**Excerpted passage:**
^^^^

Deep Learning Weekly Issue #135
Everyone goes to NeurIPS 2019, a new DeepSpeech release from Mozilla, GANs in S4T, NLP recipes, and more...
Hey folks,
This week in deep learning we bring you lots of research from NeurIPS 2019, one of if not the most popular deep learning conferences. We’ve collected research agendas from many of the big names (Google, Apple, Facebook, Microsoft, Amazon, and NVIDIA) as well as the full list of conference talks and slides.
You may also enjoy a new DeepSpeech model from Mozilla, a Global AI Survey from McKinsey, GANs in Swift for TensorFlow, a deep dive into on-device portrait segmentation, a new dataset containing typos checked into GitHub, an updated version of AI Dungeon based on the 1.5 billion parameter GPT-2 model, and NLP recipes from Microsoft.
As always, happy reading and hacking. If you have something you think should be in next week's issue, find us on Twitter: @dl_weekly.
Until next week!
NeurIPS 2019
Videos from this year’s NeurIPS conference. Slides also available.
An index of papers by Google researchers being presented at NeurIPS this year.
An index of papers by Apple researchers being presented at NeurIPS this year.
An index of papers by Facebook researchers being presented at NeurIPS this year.
An index of papers by Microsoft researchers being presented at NeurIPS this year.
An index of papers by Amazon researchers being presented at NeurIPS this year.
An index of papers by NVIDIA researchers being presented at NeurIPS this year.

^^^^

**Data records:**

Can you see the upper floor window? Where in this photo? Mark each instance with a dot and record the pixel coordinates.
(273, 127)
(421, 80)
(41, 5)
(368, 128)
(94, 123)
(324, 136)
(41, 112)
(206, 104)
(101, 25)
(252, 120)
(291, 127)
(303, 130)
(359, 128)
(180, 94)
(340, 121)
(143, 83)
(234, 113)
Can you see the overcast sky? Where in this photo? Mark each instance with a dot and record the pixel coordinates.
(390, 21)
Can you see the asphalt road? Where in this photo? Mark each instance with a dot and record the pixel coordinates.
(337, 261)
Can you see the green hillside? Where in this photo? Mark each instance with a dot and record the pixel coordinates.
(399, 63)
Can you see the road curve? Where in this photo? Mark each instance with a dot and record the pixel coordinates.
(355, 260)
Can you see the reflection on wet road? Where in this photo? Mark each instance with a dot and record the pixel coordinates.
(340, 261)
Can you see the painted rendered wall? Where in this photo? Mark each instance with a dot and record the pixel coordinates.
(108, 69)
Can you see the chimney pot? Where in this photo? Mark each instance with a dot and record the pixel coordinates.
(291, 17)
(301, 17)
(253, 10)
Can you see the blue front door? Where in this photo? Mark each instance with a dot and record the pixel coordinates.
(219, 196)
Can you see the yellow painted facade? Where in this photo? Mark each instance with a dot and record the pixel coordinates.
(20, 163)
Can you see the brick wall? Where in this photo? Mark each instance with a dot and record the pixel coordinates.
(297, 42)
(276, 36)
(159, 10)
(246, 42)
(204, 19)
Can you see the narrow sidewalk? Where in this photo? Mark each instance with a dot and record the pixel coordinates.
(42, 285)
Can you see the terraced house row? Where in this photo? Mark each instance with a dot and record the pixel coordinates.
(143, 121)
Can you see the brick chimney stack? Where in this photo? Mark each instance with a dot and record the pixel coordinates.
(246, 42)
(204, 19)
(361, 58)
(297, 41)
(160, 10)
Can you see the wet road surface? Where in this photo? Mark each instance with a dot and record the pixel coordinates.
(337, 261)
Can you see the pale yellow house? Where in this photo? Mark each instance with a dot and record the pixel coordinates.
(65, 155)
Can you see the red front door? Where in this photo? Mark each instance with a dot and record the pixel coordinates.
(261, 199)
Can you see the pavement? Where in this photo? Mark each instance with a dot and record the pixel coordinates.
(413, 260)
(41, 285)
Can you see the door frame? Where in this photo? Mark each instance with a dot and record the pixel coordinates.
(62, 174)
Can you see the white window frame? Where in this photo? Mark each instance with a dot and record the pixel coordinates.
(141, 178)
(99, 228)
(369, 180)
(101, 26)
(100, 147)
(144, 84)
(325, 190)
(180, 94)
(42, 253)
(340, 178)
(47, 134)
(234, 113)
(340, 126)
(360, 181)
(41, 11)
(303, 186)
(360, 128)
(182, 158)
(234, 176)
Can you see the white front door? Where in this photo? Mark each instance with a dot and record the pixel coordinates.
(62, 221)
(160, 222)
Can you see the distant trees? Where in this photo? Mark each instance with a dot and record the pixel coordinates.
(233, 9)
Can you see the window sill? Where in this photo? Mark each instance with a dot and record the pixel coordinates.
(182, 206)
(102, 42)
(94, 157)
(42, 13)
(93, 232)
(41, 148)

^^^^

**What to work on:**
1) Reproduce the deep learning newsletter starting with "As always, happy" and going on through "Microsoft researchers being presented at NeurIPS this year.", switching "researchers" to "scientists".
2) According to the deep learning newsletter, how many parameters does the GPT-2 model behind the updated AI Dungeon have?
3) Write the next part of the Deep Learning Weekly newsletter, picking up after its last line.
The material has no connection to the deep learning newsletter.

**Solved tasks:**
1)
As always, happy reading and hacking. If you have something you think should be in next week's issue, find us on Twitter: @dl_weekly.
Until next week!
NeurIPS 2019
Videos from this year’s NeurIPS conference. Slides also available.
An index of papers by Google scientists being presented at NeurIPS this year.
An index of papers by Apple scientists being presented at NeurIPS this year.
An index of papers by Facebook scientists being presented at NeurIPS this year.
An index of papers by Microsoft scientists being presented at NeurIPS this year.

2) 1.5 billion parameters.

3)
Industry
DeepSpeech 0.6: Mozilla’s Speech-to-Text Engine Gets Fast, Lean, and Ubiquitous
Mozilla releases a new version of their DeepSpeech ASR model with on-device support via TensorFlow Lite.
Global AI Survey: AI proves its worth, but few scale impact
McKinsey surveys enterprises on AI adoption. Many are seeing positive returns, but have yet to scale deployments.
Datasets
[GitHub] mhagiwara/github-typo-corpus
GitHub Typo Corpus: A Large-Scale Multilingual Dataset of Misspellings and Grammatical Errors
Learning
The second version of the AI-generated text adventure game has been released. The core model was trained using the 1.5 billion parameter GPT-2 model.
OpenAI documents a curious phenomena where performance initially improves, then worsens, then improves again as model size is increased.
[GitHub] anilsathyan7/Portrait-Segmentation
Extremely comprehensive writeup on optimizing a portrait segmentation model for inference on mobile devices.
An introduction to Generative Adversarial Networks (in Swift for TensorFlow)
Simple GAN implementation to generate handwritten digits in Swift for TensorFlow.
KingSoft WPS: document image dewarping based on TensorFlow
Neat writeup on de-warping pictures of book pages using neural networks.
Libraries & Code
[GitHub] microsoft/nlp-recipes
Natural language processing best practices and examples from Microsoft.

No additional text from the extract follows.